*BRIEF 1*
In the load balancing passage, which unit stores the IP address of the server 30?
*BRIEF 2*
For each statement, say whether it agrees with the load balancing passage, and quote the deciding words: (a) The communication unit 21(#2) passes packets from the server 30 to the communication unit 21(#1). (b) When the internal IP network 7 is the IP network, the destination address restoring unit 23 recalculates the checksum. (c) The packet P51 is received by the post-stage device 20.
*BRIEF 3*
Please copy the load balancing passage between "The communication unit 21(#2), when" and "to the server 30.", inclusive.
══ SELECTION ══
The communication unit 21(#1), when receiving the packet containing the setting of the IP address (e.g., IP-tn) of the self-device (the post-stage device 20) from the internal IP network 7, notifies the destination address restoring unit 23 that the packet has just been received. Reversely, the communication unit 21(#1), when the communication unit 21(#2) receives the packet transmitted from the server 30, sends this received packet to the internal IP network 7.
The communication unit 21(#2), when receiving the packet transmitted from the server 30 connecting with the self-device (the post-stage device 20), sends this packet to the communication unit 21(#1). The communication unit 21(#1), as described above, forwards this packet to the internal IP network 7. Note that the IP address of the client 1 is set in the “destination address” field of the packet sent from the server 30. Reversely, the communication unit 21(#2), upon receiving the instruction from the destination address restoring unit 23, sends the packet with the destination address being written back (restored) to the original address by the destination address restoring unit 23 to the server 30.
The destination address restoring unit 23, when receiving the notification of the reception of the packet from the communication unit 21(#1), restores the destination address of this received packet back to the IP address that is originally set before being rewritten by the pre-stage device 10. The IP address, which is originally set before being rewritten by the pre-stage device 10, is the IP address (IP-s) of the server 30. Further, the pre-stage device 10 rewrites, the destination address of the packet addressed to the self-device (the post-stage device 20) into the IP address of the self-device. Accordingly, the destination address restoring unit 23 rewrites the destination address of the packet received by the communication unit 21(#1) into the IP address of the server 30, thereby restoring the destination address back to the IP address that is originally set before being rewritten by the pre-stage device 10. At this time, the destination address restoring unit 23, if the internal IP network 7 is the L2 network and if the destination address rewriting unit 19 of the pre-stage device 10 does not recalculate the checksum, does not similarly recalculate the checksum of the IP header. If the internal IP network 7 is the IP network, however, the destination address restoring unit 23 recalculates the checksum.
The IP address of the server 30 is stored in the server address storage unit 25.

Operational Example

An operational example of the load balancing system in the first working example will hereinafter be described by use of FIGS. 4 and 5. FIG. 4 is a diagram depicting a first example of the packets that are load-balanced by the load balancing system in the first working example. FIG. 5 is a diagram depicting a second example of the packets that are load-balanced by the load balancing system in the first working example.
FIG. 4 illustrates an example in such an instance that the client 1(#1) accesses and requests the server 30 for a predetermined process. According to the example of FIG. 4, the client 1(#1) transmits a packet P51 having the IP header in which the IP address (IP-s) of the server 30 is set in the “destination address” field, and the IP address (IP-ca) of the client 1(#1) itself is set in the “source address” field. This packet P51 is received by the pre-stage device 10 having the same IP address (IP-s) as the IP address of the server 30.
The pre-stage device 10, when the communication unit 11(#1) receives the packet P51 via the IP network 5, notifies the source address reading unit 13 that the packet has been received. The source address reading unit 13 receives this notification and reads the source address from the IP header of the received packet P51.
═══
══ MATERIAL PROVIDED ══
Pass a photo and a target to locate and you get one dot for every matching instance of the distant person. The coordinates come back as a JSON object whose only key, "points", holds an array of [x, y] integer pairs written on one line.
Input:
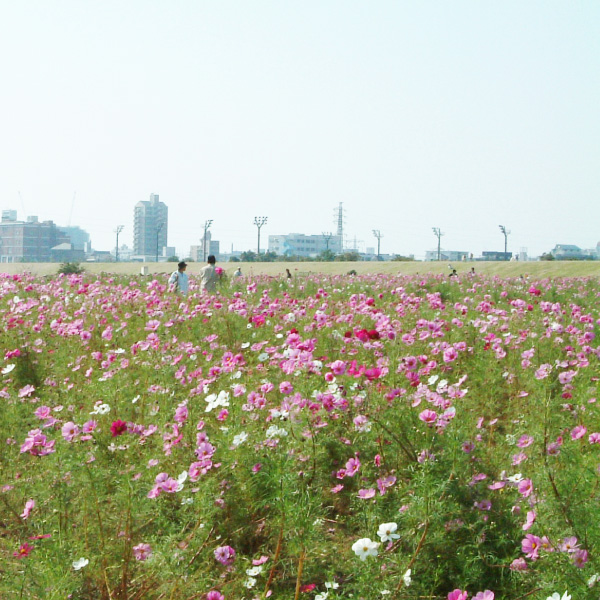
{"points": [[178, 281], [208, 276]]}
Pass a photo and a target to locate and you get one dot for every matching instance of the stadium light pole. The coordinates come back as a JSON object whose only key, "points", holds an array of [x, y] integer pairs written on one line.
{"points": [[438, 233], [207, 225], [378, 235], [505, 232], [158, 230], [259, 222], [117, 231]]}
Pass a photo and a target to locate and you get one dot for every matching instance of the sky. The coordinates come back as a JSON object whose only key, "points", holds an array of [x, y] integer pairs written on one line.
{"points": [[463, 115]]}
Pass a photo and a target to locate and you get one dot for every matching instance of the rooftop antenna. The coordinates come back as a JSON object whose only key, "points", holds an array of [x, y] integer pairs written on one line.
{"points": [[72, 205], [22, 204]]}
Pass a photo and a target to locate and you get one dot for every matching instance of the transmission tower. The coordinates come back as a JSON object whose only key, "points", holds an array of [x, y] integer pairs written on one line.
{"points": [[339, 221]]}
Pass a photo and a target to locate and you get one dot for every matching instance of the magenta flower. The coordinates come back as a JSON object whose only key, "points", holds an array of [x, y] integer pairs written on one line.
{"points": [[428, 416], [225, 555], [29, 506], [118, 428], [530, 546], [142, 552], [525, 488]]}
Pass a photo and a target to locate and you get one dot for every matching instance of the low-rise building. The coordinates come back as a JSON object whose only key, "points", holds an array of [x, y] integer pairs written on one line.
{"points": [[299, 244]]}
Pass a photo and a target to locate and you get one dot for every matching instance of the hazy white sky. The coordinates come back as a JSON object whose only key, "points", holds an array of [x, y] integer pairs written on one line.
{"points": [[462, 115]]}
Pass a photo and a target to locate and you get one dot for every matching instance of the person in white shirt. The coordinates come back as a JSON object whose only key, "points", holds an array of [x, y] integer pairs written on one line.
{"points": [[208, 276], [179, 281]]}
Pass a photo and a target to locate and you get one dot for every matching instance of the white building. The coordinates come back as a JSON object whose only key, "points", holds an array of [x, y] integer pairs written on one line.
{"points": [[299, 244]]}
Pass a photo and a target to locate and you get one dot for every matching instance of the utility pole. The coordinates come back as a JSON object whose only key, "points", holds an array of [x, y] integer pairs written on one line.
{"points": [[438, 233], [117, 231], [505, 233], [259, 222], [158, 230], [378, 235], [207, 225]]}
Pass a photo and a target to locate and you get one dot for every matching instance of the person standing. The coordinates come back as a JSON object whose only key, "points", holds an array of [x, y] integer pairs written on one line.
{"points": [[179, 281], [208, 276]]}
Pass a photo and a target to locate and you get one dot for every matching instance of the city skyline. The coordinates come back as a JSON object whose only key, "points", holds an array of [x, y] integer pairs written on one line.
{"points": [[461, 116]]}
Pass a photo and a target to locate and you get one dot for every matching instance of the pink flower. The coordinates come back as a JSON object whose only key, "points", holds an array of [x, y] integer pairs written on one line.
{"points": [[519, 564], [352, 466], [580, 558], [530, 546], [365, 494], [225, 555], [529, 520], [428, 416], [69, 431], [118, 428], [142, 551], [29, 506], [525, 488]]}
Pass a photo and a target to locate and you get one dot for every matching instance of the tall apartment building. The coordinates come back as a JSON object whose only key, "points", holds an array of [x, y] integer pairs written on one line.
{"points": [[28, 241], [150, 225]]}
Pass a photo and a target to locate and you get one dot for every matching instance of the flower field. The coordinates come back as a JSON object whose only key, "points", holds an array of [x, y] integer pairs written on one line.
{"points": [[362, 437]]}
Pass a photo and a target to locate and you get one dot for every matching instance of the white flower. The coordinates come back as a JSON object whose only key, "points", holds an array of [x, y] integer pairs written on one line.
{"points": [[240, 438], [406, 578], [386, 532], [79, 564], [365, 547]]}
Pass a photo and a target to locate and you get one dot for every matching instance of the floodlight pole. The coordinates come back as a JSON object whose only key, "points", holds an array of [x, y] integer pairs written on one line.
{"points": [[207, 225], [438, 233], [259, 222], [117, 231], [505, 232], [378, 235]]}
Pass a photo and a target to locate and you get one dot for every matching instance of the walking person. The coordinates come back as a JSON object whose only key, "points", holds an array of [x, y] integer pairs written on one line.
{"points": [[178, 281], [208, 276]]}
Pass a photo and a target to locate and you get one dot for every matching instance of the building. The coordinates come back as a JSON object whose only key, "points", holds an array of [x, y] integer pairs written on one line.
{"points": [[28, 241], [447, 255], [79, 238], [150, 226], [299, 244]]}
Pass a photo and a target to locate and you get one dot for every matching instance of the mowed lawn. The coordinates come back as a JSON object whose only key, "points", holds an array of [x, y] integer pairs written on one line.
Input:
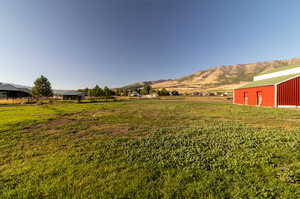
{"points": [[171, 148]]}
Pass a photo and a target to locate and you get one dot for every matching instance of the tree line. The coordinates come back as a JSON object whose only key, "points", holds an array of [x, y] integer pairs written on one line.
{"points": [[42, 88], [97, 91]]}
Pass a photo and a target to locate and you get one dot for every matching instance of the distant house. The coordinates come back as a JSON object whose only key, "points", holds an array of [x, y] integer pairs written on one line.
{"points": [[13, 91], [72, 95], [135, 94]]}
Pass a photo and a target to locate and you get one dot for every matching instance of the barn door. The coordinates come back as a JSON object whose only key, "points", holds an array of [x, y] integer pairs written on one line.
{"points": [[246, 98], [259, 99]]}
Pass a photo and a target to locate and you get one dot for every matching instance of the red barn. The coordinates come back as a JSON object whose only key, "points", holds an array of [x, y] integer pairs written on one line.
{"points": [[277, 88]]}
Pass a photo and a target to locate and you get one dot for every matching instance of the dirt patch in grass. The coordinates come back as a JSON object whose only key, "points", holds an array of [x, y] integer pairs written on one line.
{"points": [[112, 129]]}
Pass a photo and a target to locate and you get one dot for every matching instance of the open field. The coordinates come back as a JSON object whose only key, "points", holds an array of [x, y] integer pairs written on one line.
{"points": [[168, 148]]}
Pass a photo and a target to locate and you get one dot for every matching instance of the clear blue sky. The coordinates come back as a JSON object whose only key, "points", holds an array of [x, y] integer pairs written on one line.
{"points": [[77, 43]]}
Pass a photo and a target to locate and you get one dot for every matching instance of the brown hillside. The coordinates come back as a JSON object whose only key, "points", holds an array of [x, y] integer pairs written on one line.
{"points": [[222, 77]]}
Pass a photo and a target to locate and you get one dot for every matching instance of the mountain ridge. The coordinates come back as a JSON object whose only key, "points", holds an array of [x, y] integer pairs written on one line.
{"points": [[223, 78]]}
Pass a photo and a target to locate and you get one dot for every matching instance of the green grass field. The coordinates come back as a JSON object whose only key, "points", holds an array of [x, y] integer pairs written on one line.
{"points": [[170, 148]]}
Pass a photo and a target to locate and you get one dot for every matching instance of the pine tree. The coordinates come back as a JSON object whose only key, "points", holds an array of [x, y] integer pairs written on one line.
{"points": [[42, 87]]}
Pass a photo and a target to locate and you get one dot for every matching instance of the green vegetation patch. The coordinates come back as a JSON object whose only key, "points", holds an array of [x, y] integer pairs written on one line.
{"points": [[155, 149]]}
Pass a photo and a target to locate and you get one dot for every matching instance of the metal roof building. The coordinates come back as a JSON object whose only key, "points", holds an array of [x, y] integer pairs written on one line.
{"points": [[275, 88]]}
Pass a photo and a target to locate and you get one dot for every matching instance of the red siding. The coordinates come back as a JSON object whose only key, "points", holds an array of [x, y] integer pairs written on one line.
{"points": [[289, 92], [267, 93]]}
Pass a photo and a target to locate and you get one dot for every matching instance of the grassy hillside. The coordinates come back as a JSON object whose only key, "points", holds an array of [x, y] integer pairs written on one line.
{"points": [[222, 77], [171, 148]]}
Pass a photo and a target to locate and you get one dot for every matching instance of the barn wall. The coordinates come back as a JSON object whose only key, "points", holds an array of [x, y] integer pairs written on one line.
{"points": [[268, 95], [289, 92]]}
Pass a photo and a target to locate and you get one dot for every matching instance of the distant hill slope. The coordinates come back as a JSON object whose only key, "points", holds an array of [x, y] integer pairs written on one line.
{"points": [[142, 84], [222, 77]]}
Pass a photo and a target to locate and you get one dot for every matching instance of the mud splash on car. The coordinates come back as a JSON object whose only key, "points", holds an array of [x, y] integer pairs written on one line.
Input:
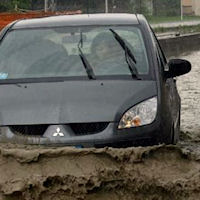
{"points": [[160, 172]]}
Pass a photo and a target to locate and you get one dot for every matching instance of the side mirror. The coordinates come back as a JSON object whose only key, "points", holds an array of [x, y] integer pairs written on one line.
{"points": [[178, 67]]}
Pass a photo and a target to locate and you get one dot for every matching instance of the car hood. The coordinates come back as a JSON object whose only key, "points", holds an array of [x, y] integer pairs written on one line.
{"points": [[70, 101]]}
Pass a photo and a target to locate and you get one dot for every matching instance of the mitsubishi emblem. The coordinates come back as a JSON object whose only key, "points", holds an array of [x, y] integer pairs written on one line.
{"points": [[58, 133]]}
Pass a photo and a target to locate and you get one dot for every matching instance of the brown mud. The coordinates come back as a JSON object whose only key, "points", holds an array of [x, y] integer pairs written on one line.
{"points": [[142, 173], [159, 172]]}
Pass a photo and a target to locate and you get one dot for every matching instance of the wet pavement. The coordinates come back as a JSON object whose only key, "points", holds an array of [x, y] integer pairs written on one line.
{"points": [[176, 24], [189, 89]]}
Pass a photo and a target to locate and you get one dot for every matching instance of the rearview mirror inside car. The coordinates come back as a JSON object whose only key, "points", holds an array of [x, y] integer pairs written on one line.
{"points": [[177, 67]]}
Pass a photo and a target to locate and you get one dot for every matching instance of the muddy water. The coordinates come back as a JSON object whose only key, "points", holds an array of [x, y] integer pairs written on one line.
{"points": [[143, 173], [189, 89]]}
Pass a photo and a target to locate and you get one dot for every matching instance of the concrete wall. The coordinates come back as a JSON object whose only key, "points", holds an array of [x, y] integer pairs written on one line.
{"points": [[191, 7], [175, 46], [196, 7]]}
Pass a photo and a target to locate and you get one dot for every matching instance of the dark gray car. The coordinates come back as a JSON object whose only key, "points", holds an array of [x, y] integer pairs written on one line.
{"points": [[87, 80]]}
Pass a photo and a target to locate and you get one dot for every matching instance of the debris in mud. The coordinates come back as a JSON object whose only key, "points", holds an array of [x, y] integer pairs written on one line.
{"points": [[160, 172]]}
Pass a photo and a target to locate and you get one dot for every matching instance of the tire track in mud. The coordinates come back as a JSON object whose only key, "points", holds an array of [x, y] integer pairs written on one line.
{"points": [[159, 172]]}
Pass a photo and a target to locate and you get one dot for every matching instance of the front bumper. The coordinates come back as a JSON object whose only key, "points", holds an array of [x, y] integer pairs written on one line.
{"points": [[59, 135]]}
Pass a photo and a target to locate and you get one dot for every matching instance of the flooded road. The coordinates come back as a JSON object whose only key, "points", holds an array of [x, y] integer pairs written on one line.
{"points": [[150, 173], [189, 89]]}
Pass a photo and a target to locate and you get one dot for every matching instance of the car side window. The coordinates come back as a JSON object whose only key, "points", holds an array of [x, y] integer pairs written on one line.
{"points": [[160, 54]]}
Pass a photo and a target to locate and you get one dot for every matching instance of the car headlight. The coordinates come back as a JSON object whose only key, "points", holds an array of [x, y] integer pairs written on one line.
{"points": [[141, 114]]}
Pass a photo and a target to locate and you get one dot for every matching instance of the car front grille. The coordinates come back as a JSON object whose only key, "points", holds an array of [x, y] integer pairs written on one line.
{"points": [[29, 130], [88, 128], [78, 129]]}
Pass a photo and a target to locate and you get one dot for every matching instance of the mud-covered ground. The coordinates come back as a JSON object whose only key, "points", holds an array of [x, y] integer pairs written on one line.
{"points": [[151, 173]]}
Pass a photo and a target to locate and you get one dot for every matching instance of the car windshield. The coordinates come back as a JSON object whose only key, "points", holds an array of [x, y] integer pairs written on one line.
{"points": [[54, 52]]}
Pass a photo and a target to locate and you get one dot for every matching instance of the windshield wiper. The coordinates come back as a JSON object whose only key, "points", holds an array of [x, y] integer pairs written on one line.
{"points": [[130, 58], [84, 60]]}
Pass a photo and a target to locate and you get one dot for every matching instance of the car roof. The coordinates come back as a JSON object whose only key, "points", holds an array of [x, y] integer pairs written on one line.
{"points": [[78, 20]]}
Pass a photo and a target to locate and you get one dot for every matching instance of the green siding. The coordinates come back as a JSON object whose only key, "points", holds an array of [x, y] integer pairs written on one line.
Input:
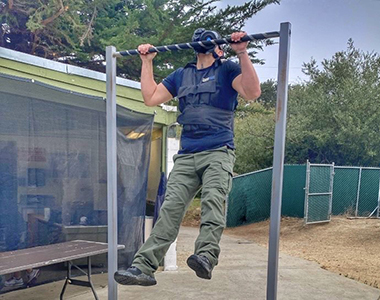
{"points": [[128, 97]]}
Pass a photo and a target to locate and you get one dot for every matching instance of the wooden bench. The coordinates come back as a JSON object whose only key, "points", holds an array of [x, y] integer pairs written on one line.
{"points": [[20, 260]]}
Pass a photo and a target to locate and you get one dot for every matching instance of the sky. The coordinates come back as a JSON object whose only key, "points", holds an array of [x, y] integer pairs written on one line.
{"points": [[320, 28]]}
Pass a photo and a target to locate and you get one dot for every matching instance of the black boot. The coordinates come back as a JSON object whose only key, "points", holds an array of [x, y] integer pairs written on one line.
{"points": [[201, 265], [134, 276]]}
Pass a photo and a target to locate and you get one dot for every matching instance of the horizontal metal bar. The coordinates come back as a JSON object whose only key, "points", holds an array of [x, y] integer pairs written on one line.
{"points": [[205, 44], [348, 167], [319, 194], [254, 172]]}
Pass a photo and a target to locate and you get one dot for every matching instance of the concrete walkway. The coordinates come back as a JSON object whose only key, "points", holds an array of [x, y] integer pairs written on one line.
{"points": [[241, 274]]}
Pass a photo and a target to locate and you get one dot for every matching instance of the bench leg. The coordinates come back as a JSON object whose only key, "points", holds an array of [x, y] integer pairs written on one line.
{"points": [[66, 281], [89, 277], [87, 283]]}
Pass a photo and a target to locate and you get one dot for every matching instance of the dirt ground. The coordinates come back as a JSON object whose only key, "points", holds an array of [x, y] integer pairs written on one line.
{"points": [[349, 247]]}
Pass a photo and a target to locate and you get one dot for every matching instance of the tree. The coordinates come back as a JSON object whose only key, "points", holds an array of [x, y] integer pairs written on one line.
{"points": [[77, 31], [254, 137], [334, 117]]}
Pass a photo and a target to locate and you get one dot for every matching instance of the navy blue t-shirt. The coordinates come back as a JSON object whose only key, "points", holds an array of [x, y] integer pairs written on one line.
{"points": [[196, 138]]}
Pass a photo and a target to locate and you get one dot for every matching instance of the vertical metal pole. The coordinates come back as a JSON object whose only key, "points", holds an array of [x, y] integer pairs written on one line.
{"points": [[358, 192], [306, 208], [111, 170], [332, 173], [278, 160]]}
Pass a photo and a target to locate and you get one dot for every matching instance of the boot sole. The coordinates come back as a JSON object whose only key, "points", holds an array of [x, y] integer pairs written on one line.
{"points": [[130, 279], [197, 266]]}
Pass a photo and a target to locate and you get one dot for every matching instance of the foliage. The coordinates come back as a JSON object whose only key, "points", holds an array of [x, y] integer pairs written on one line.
{"points": [[335, 116], [268, 94], [254, 128], [77, 31]]}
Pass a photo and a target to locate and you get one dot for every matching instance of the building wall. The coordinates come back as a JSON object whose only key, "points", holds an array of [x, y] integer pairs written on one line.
{"points": [[78, 80]]}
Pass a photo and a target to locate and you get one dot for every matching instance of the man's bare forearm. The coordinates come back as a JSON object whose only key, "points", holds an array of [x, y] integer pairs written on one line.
{"points": [[249, 79], [148, 85]]}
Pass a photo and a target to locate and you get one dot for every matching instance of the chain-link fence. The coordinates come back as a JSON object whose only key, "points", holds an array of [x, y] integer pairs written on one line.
{"points": [[250, 197], [318, 193], [355, 191]]}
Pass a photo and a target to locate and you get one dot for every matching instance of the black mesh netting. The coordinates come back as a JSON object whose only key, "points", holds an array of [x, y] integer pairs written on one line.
{"points": [[53, 172]]}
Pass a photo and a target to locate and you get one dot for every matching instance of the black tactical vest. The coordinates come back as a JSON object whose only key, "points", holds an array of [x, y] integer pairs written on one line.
{"points": [[198, 101]]}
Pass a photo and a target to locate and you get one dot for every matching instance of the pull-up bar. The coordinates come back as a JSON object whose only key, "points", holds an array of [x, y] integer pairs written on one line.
{"points": [[204, 44], [278, 152]]}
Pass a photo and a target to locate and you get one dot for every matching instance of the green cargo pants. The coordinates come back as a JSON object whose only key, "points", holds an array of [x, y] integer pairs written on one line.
{"points": [[211, 170]]}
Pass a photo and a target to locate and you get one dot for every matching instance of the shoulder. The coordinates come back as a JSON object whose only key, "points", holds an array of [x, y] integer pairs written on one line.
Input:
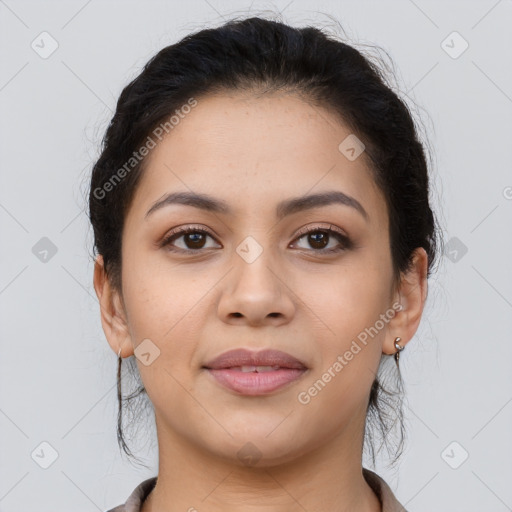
{"points": [[137, 497], [383, 491]]}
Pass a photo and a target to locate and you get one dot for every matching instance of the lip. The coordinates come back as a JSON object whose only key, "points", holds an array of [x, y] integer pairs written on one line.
{"points": [[244, 357], [226, 370]]}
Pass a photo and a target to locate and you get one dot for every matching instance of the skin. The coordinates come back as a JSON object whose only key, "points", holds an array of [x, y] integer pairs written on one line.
{"points": [[253, 152]]}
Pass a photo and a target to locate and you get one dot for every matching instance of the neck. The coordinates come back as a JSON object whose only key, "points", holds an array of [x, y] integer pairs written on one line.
{"points": [[326, 478]]}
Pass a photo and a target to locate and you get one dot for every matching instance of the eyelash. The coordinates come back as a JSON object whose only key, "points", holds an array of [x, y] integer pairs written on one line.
{"points": [[345, 242]]}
═══
*CORRECT RESULT 1*
The server address storage unit 25.

*CORRECT RESULT 2*
(a) Yes: "sends this packet to the communication unit 21(#1)"
(b) Yes: "If the internal IP network 7 is the IP network, however, the destination address restoring unit 23 recalculates the checksum."
(c) No: "This packet P51 is received by the pre-stage device 10"

*CORRECT RESULT 3*
The communication unit 21(#2), when receiving the packet transmitted from the server 30 connecting with the self-device (the post-stage device 20), sends this packet to the communication unit 21(#1). The communication unit 21(#1), as described above, forwards this packet to the internal IP network 7. Note that the IP address of the client 1 is set in the “destination address” field of the packet sent from the server 30. Reversely, the communication unit 21(#2), upon receiving the instruction from the destination address restoring unit 23, sends the packet with the destination address being written back (restored) to the original address by the destination address restoring unit 23 to the server 30.